## WORK TO DO
Write the records below out again exactly as given, with no images.

## SUPPLIED RECORDS
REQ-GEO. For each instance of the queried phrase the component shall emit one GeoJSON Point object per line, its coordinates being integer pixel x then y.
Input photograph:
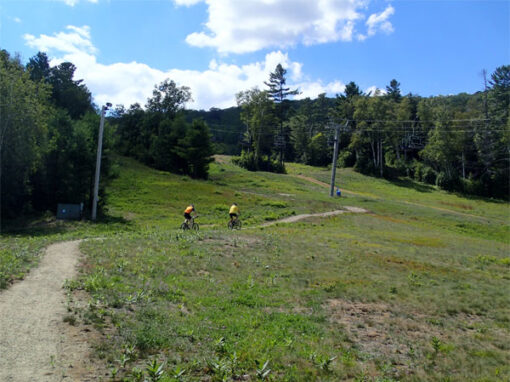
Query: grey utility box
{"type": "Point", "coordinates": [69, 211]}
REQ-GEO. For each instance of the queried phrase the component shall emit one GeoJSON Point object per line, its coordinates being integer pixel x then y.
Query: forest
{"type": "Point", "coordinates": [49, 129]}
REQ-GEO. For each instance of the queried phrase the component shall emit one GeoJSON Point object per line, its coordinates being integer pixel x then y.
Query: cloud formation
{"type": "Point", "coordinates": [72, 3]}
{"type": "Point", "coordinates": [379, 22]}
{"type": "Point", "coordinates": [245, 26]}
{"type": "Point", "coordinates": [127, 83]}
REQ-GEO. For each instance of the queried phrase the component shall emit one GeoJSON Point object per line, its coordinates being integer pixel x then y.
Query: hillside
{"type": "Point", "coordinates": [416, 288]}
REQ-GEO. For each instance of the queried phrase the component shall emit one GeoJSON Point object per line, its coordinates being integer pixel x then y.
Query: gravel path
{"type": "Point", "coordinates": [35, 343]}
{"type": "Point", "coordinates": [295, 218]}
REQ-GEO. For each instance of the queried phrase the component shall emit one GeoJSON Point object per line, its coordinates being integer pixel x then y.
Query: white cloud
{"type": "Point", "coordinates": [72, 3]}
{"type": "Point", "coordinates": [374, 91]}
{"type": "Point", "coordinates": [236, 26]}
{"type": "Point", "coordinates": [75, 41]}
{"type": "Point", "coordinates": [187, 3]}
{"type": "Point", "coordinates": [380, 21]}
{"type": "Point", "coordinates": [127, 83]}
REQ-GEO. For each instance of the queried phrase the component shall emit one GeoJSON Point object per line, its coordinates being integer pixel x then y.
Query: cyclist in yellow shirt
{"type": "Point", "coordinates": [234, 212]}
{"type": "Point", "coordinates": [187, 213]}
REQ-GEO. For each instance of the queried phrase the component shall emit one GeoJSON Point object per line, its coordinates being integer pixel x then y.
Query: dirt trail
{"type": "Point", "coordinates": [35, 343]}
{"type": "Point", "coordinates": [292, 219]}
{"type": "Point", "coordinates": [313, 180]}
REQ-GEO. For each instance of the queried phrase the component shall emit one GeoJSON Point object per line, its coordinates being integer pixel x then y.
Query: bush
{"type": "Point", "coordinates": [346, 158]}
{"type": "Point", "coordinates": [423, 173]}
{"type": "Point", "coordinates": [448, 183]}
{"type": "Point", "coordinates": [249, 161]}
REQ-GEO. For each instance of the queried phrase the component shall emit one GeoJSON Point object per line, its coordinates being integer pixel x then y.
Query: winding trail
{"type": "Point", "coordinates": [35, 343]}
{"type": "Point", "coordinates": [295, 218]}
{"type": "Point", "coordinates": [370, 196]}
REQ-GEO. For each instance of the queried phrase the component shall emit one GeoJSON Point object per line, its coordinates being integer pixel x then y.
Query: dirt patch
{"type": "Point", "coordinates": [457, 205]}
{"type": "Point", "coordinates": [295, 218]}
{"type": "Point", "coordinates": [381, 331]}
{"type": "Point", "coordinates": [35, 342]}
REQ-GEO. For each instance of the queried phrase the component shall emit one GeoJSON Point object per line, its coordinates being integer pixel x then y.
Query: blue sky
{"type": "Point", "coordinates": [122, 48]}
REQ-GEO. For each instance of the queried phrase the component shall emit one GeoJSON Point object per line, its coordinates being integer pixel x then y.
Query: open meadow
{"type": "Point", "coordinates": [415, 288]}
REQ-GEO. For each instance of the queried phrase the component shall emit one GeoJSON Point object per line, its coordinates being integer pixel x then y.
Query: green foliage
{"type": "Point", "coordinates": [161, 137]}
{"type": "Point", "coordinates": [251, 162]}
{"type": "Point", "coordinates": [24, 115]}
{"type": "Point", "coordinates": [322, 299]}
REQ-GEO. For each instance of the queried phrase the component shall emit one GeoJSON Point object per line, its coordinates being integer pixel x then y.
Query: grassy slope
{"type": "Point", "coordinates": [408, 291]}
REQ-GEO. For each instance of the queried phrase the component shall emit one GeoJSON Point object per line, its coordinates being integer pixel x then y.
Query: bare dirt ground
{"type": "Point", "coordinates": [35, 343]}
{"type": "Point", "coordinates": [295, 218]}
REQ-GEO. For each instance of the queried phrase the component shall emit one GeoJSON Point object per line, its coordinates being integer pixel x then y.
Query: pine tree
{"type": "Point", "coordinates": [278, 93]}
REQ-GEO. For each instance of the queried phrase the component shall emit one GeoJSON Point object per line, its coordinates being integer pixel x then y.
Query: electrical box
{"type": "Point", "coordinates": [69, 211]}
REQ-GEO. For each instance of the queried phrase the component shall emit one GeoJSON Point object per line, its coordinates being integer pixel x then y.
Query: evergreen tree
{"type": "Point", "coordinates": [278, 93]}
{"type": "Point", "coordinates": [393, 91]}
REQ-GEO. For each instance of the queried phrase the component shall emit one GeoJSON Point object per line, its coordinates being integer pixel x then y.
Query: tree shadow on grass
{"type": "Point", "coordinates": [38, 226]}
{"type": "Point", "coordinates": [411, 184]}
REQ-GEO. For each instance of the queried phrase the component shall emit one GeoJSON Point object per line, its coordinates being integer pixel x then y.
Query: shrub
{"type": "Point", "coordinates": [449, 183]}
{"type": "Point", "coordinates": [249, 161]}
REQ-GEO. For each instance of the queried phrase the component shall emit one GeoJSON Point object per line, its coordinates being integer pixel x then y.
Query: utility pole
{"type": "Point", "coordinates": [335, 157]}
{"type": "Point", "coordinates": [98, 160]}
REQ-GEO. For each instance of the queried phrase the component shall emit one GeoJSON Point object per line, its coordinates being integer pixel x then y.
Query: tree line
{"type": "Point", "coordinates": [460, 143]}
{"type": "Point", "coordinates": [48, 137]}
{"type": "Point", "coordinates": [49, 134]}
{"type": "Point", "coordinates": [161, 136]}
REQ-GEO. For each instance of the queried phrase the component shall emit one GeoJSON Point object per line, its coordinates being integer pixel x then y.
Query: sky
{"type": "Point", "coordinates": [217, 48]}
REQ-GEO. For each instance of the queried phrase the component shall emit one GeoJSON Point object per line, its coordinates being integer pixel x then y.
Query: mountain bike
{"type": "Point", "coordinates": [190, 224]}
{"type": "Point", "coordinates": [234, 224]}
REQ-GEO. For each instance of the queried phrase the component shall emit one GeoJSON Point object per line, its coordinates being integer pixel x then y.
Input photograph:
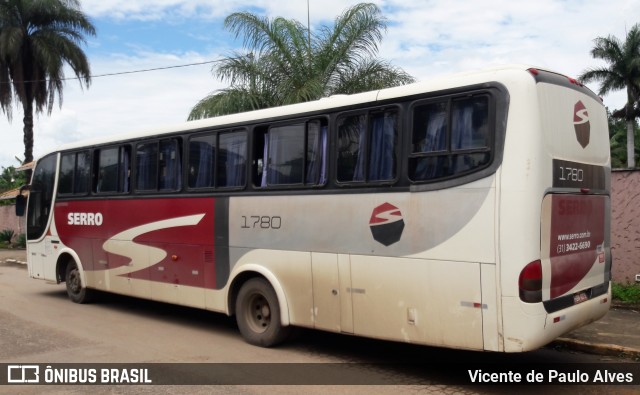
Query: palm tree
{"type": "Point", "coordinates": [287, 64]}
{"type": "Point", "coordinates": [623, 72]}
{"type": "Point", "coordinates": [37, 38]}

## EXPECTED OUTPUT
REQ-GEO. For each instance of the queried phrase the component shall emit one GeoJSON Point object per line, its coordinates being integer pixel x then y.
Input photograph:
Query: grey utility box
{"type": "Point", "coordinates": [69, 211]}
REQ-GEO. For each instance of the queried phrase the component shall emit one GeoJSON Point object per line, its coordinates being integer pixel x then y.
Query: forest
{"type": "Point", "coordinates": [49, 129]}
REQ-GEO. For each instance of the queried phrase the component shall emit one GeoJSON Point object per line, its coordinates being integer pixel x then y.
Query: cloud formation
{"type": "Point", "coordinates": [72, 3]}
{"type": "Point", "coordinates": [379, 22]}
{"type": "Point", "coordinates": [245, 26]}
{"type": "Point", "coordinates": [127, 83]}
REQ-GEO. For each instance of the queried phrase the component shall emit one GeoJSON Point object per line, its coordinates being integer pixel x then y.
Query: hillside
{"type": "Point", "coordinates": [416, 288]}
REQ-GEO. For each instance of the queried phrase the component shall emit one GeoJSON Point object per line, its coordinates being integer pixel x then y.
Query: gravel path
{"type": "Point", "coordinates": [35, 343]}
{"type": "Point", "coordinates": [295, 218]}
REQ-GEO. For each instance of the queried phrase the component shall emit one GeoJSON Point object per line, its coordinates being integer pixel x then y.
Query: white cloud
{"type": "Point", "coordinates": [72, 3]}
{"type": "Point", "coordinates": [374, 91]}
{"type": "Point", "coordinates": [236, 26]}
{"type": "Point", "coordinates": [75, 41]}
{"type": "Point", "coordinates": [187, 3]}
{"type": "Point", "coordinates": [380, 21]}
{"type": "Point", "coordinates": [127, 83]}
REQ-GEO. For each instance of the queried phrase the component shall emit one GeoJSON Point object per line, its coordinates being integer pixel x then y.
Query: cyclist in yellow shirt
{"type": "Point", "coordinates": [234, 212]}
{"type": "Point", "coordinates": [187, 213]}
REQ-GEO. For each instance of the queried phrase the component shall emit one GeoJSON Point object per line, its coordinates being integer pixel x then y.
Query: dirt trail
{"type": "Point", "coordinates": [35, 343]}
{"type": "Point", "coordinates": [292, 219]}
{"type": "Point", "coordinates": [313, 180]}
REQ-GEO. For each instance of the queried phrase the component shall emit one GeoJSON Point object per line, its coordinates being integer pixel x then y.
Query: bush
{"type": "Point", "coordinates": [346, 158]}
{"type": "Point", "coordinates": [423, 173]}
{"type": "Point", "coordinates": [448, 183]}
{"type": "Point", "coordinates": [249, 161]}
REQ-GEO. For each instance of the queried phrase the component shall emit one GeoJSON Point object per line, its coordinates being integer pixel x then y.
Query: winding trail
{"type": "Point", "coordinates": [35, 343]}
{"type": "Point", "coordinates": [295, 218]}
{"type": "Point", "coordinates": [370, 196]}
REQ-GEO. For each instance of the queried phrase the component shall emit one GeoJSON Point object per line, its coordinates being integer pixel x then y.
Query: dirt patch
{"type": "Point", "coordinates": [457, 205]}
{"type": "Point", "coordinates": [295, 218]}
{"type": "Point", "coordinates": [381, 331]}
{"type": "Point", "coordinates": [35, 342]}
REQ-GEO. For each instance of the queried phrase the component shall emit one GeoJSON Point object per line, its coordinates being integer pixel x then y.
Query: blue sky
{"type": "Point", "coordinates": [122, 48]}
REQ-GEO. For each instance of the queried phrase the component shall emit one GeoJSON Point object per line, its coordinates being integer pixel x then y.
Query: open meadow
{"type": "Point", "coordinates": [415, 288]}
REQ-GEO. For each instance of the queried phrase the component shall emit one GeoJSON Point object per line, its coordinates being integer pixel x then y.
Query: green foliage
{"type": "Point", "coordinates": [161, 137]}
{"type": "Point", "coordinates": [251, 162]}
{"type": "Point", "coordinates": [24, 115]}
{"type": "Point", "coordinates": [322, 299]}
REQ-GEO. For each instance of the queried phrase the component shall emit one GeoJSON Point object per line, its coordinates being integer pixel x then y.
Query: grassy slope
{"type": "Point", "coordinates": [408, 291]}
REQ-GEO. For each instance of the queried phrase the component shall emit one GeoJSON Point object per line, its coordinates being integer pixel x then y.
Query: bare dirt ground
{"type": "Point", "coordinates": [35, 343]}
{"type": "Point", "coordinates": [295, 218]}
REQ-GEO. For each instance of the queried phrase the component shall emit one GeoJSON Point object per line, its coordinates being integer pixel x then y.
Query: pine tree
{"type": "Point", "coordinates": [278, 93]}
REQ-GEO. For each instance of the queried phrase the component shall emit one GeoJSON Point object per line, its coordinates being integer pixel x then y.
Query: electrical box
{"type": "Point", "coordinates": [69, 211]}
REQ-GEO. For each instance of the queried phrase the component shall emit one GeoJSON Point object per line, its coordinates being integer pixel x then y.
Query: evergreen tree
{"type": "Point", "coordinates": [278, 93]}
{"type": "Point", "coordinates": [393, 91]}
REQ-GEO. For each instance of the queried phrase the component shall emit one GeoJSON Point object per line, its coordinates being integer pixel x then y.
Query: tree shadow on grass
{"type": "Point", "coordinates": [38, 226]}
{"type": "Point", "coordinates": [411, 184]}
REQ-GEO. For each instance of the queried phrase the component shall emit one GeoJSON Point object per line, its coordinates being integer pixel x then y.
Query: shrub
{"type": "Point", "coordinates": [449, 183]}
{"type": "Point", "coordinates": [249, 161]}
REQ-GEO. For each instance of the queried phrase the component shall emit one GeoJSON Point object per line, its coordinates being integer pixel x then y.
Query: utility pole
{"type": "Point", "coordinates": [335, 157]}
{"type": "Point", "coordinates": [98, 160]}
REQ-GEO. For each instance of the queried phrase the component shall emit one GeoJSON Point object per line, its coordinates being integer pixel x then y.
Query: tree line
{"type": "Point", "coordinates": [460, 143]}
{"type": "Point", "coordinates": [48, 137]}
{"type": "Point", "coordinates": [49, 134]}
{"type": "Point", "coordinates": [161, 136]}
REQ-GEO. For each instance of the queried phrase the component shall emit one GeoJSON Point object per line, its coordinates being integer pixel x then y.
Query: sky
{"type": "Point", "coordinates": [217, 48]}
REQ-GEO. For each instance of the queried phrase the component shall emit one GeoJSON Point object per line, its coordinates being integer pixel x then y.
Query: mountain bike
{"type": "Point", "coordinates": [190, 224]}
{"type": "Point", "coordinates": [234, 224]}
REQ-GEO. For each instance of the queried phrase the component shall emit one GeoJSON Point object per line, its coordinates being integer pixel x then y.
Input photograph:
Query: palm tree
{"type": "Point", "coordinates": [287, 64]}
{"type": "Point", "coordinates": [623, 72]}
{"type": "Point", "coordinates": [37, 38]}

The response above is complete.